GIVEN REQUEST → Repeat exactly the lines of the listing from the line containing "TARGET = wispy cloud" through its last line, and nothing beyond them.

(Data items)
▬▬▬

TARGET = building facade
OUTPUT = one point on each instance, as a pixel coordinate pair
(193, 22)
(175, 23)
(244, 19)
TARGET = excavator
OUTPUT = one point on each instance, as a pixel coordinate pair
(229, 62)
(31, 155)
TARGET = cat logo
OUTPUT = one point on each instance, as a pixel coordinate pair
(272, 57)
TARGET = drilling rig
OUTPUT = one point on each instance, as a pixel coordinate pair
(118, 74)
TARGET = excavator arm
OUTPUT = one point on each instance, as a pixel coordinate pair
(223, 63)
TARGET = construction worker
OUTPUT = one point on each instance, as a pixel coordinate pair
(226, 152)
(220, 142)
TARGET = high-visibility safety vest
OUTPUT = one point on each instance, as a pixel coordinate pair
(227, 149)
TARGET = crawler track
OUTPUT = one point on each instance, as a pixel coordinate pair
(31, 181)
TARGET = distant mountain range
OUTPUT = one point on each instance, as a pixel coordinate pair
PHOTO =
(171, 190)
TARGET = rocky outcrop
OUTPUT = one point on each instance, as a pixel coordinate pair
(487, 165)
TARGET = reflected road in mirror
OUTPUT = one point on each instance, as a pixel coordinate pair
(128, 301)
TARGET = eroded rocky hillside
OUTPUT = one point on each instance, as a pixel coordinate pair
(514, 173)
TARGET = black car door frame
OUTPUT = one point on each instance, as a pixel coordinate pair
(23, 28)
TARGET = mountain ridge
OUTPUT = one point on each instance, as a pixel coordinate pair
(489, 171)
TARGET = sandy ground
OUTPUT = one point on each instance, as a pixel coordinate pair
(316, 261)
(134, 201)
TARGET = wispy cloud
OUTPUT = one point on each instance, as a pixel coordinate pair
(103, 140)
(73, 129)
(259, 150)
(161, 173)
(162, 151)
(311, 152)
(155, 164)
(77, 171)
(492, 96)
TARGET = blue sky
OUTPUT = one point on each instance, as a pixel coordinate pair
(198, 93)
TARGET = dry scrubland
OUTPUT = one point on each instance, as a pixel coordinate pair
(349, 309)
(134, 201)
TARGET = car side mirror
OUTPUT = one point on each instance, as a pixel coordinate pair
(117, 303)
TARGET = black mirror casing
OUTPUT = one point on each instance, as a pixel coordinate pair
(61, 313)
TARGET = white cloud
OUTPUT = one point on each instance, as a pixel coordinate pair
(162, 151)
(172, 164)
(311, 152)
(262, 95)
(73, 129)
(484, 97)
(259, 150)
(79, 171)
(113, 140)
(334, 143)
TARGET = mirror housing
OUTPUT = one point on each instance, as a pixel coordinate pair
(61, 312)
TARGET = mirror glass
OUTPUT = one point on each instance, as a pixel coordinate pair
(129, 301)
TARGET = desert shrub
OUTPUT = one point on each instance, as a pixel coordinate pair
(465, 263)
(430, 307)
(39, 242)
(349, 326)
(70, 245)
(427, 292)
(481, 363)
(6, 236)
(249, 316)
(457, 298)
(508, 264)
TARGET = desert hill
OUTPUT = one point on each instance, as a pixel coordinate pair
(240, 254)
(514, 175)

▬▬▬

REPLY →
TARGET = wispy cloud
OUTPUT = one point on each instance, as a pixel coordinate pair
(103, 140)
(73, 129)
(259, 150)
(161, 173)
(162, 151)
(311, 152)
(155, 164)
(77, 171)
(492, 96)
TARGET = blue sky
OUTPUT = one point on each instance, as a pixel coordinate pair
(198, 93)
TARGET = dry scrubland
OUTPUT = one point on each instance, as a pixel coordinate pair
(349, 309)
(134, 201)
TARGET = car side mirror
OUTPUT = one point on each instance, as a pixel coordinate pair
(117, 303)
TARGET = black mirror casing
OUTPUT = one point on each instance, as a pixel coordinate pair
(61, 313)
TARGET = white cloud
OUTPUT = one point on each instance, as a pixel coordinate pair
(162, 151)
(172, 164)
(311, 152)
(262, 95)
(73, 129)
(484, 97)
(259, 150)
(79, 171)
(113, 140)
(334, 143)
TARGET = mirror housing
OUTPUT = one point on each instance, as a pixel coordinate pair
(61, 312)
TARGET = mirror glass
OUTPUT = one point on each instance, as a pixel coordinate pair
(129, 301)
TARGET = desert shrub
OUTPUT = one point on each instance, as a pixel coordinate pair
(465, 263)
(430, 307)
(39, 242)
(349, 326)
(70, 245)
(427, 292)
(481, 363)
(6, 236)
(249, 316)
(457, 298)
(508, 264)
TARGET = desert hill
OUTPUT = one point on each instance, as a pixel coordinate pair
(240, 254)
(514, 175)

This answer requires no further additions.